* _Text segment_:
━━━━━━━━━━━━━━━━

Hello Friends,
I was trying to convert a CapsuleNet based model written in pytorch into onnx.The following is the errro I got.
CapsuleNet(
(conv1): Conv2d(9, 256, kernel_size=(1, 1), stride=(1, 1))
(primarycaps): PrimaryCapsule(
(conv2d): Conv2d(256, 256, kernel_size=(1, 1), stride=(2, 2))
)
(digitcaps): DenseCapsule()
(decoder): Sequential(
(0): Linear(in_features=160, out_features=512, bias=True)
(1): ReLU(inplace)
(2): Linear(in_features=512, out_features=1024, bias=True)
(3): ReLU(inplace)
(4): Linear(in_features=1024, out_features=81, bias=True)
(5): Sigmoid()
)
(relu): ReLU()
)
Traceback (most recent call last):
File "capsulenet_conversion.py", line 95, in <module>
test()
File "capsulenet_conversion.py", line 92, in test
torch.onnx.export(model, dummy_input, 'file.onnx')
File "/home/vijay/anaconda3/lib/python3.7/site-packages/torch/onnx/__init__.py", line 27, in export
return utils.export(*args, **kwargs)
File "/home/vijay/anaconda3/lib/python3.7/site-packages/torch/onnx/utils.py", line 111, in export
_retain_param_name=_retain_param_name)
File "/home/vijay/anaconda3/lib/python3.7/site-packages/torch/onnx/utils.py", line 313, in _export
_retain_param_name)
File "/home/vijay/anaconda3/lib/python3.7/site-packages/torch/onnx/utils.py", line 237, in _model_to_graph
graph, torch_out = _trace_and_get_graph_from_model(model, args, training)
File "/home/vijay/anaconda3/lib/python3.7/site-packages/torch/onnx/utils.py", line 204, in _trace_and_get_graph_from_model
trace, torch_out = torch.jit.get_trace_graph(model, args, _force_outplace=True)
File "/home/vijay/anaconda3/lib/python3.7/site-packages/torch/jit/__init__.py", line 219, in get_trace_graph
return LegacyTracedModule(f, _force_outplace, return_inputs)(*args, **kwargs)
File "/home/vijay/anaconda3/lib/python3.7/site-packages/torch/nn/modules/module.py", line 491, in __call__
result = self.forward(*input, **kwargs)
File "/home/vijay/anaconda3/lib/python3.7/site-packages/torch/jit/__init__.py", line 276, in forward
out = self.inner(*trace_inputs)
File "/home/vijay/anaconda3/lib/python3.7/site-packages/torch/nn/modules/module.py", line 489, in __call__
result = self._slow_forward(*input, **kwargs)
File "/home/vijay/anaconda3/lib/python3.7/site-packages/torch/nn/modules/module.py", line 479, in _slow_forward
result = self.forward(*input, **kwargs)

━━━━━━━━━━━━━━━━

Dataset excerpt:
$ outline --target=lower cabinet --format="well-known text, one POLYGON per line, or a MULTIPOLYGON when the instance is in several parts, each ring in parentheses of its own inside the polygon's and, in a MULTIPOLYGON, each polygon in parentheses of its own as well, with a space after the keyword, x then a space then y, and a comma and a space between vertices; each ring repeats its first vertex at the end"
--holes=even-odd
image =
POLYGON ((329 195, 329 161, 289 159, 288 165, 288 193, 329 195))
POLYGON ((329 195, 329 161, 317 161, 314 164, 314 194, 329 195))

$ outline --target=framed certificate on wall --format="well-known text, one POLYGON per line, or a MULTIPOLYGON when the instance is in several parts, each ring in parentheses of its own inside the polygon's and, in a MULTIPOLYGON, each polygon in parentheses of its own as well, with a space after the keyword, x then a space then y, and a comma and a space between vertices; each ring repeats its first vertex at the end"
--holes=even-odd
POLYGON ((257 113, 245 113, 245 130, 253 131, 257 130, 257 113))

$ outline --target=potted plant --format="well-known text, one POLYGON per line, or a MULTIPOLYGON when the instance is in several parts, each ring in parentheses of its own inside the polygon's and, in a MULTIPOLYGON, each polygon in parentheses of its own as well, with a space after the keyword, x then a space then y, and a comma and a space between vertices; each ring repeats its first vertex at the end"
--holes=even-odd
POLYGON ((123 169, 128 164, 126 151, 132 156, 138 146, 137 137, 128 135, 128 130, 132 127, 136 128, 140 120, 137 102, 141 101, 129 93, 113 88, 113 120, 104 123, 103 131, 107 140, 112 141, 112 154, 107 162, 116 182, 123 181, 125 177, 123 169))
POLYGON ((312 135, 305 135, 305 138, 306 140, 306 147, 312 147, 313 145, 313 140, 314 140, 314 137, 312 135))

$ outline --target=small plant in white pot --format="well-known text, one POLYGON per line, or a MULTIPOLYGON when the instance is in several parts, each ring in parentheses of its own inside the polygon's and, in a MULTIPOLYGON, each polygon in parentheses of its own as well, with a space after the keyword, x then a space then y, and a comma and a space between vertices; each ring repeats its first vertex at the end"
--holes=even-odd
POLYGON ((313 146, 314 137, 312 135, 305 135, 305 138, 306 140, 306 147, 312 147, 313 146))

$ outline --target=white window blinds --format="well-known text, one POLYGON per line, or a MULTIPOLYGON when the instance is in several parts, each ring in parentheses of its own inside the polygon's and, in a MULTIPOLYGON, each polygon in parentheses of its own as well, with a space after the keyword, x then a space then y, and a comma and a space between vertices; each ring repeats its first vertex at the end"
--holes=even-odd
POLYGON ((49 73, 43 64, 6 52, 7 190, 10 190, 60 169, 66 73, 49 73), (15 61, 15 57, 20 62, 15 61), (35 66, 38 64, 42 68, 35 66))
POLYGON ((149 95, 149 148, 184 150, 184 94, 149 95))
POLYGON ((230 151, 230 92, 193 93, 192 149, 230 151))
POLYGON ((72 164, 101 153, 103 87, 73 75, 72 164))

━━━━━━━━━━━━━━━━

* _Task statement_:
Answer these questions about the forum post on converting a CapsuleNet model to ONNX.
(a) How many input channels does the conv1 layer take?
(b) What is the out_features value of the last Linear layer in the decoder?
(c) On which line of capsulenet_conversion.py is torch.onnx.export called?
You can complete the task without the data.

* _Response to this task_:
(a) 9
(b) 81
(c) Line 92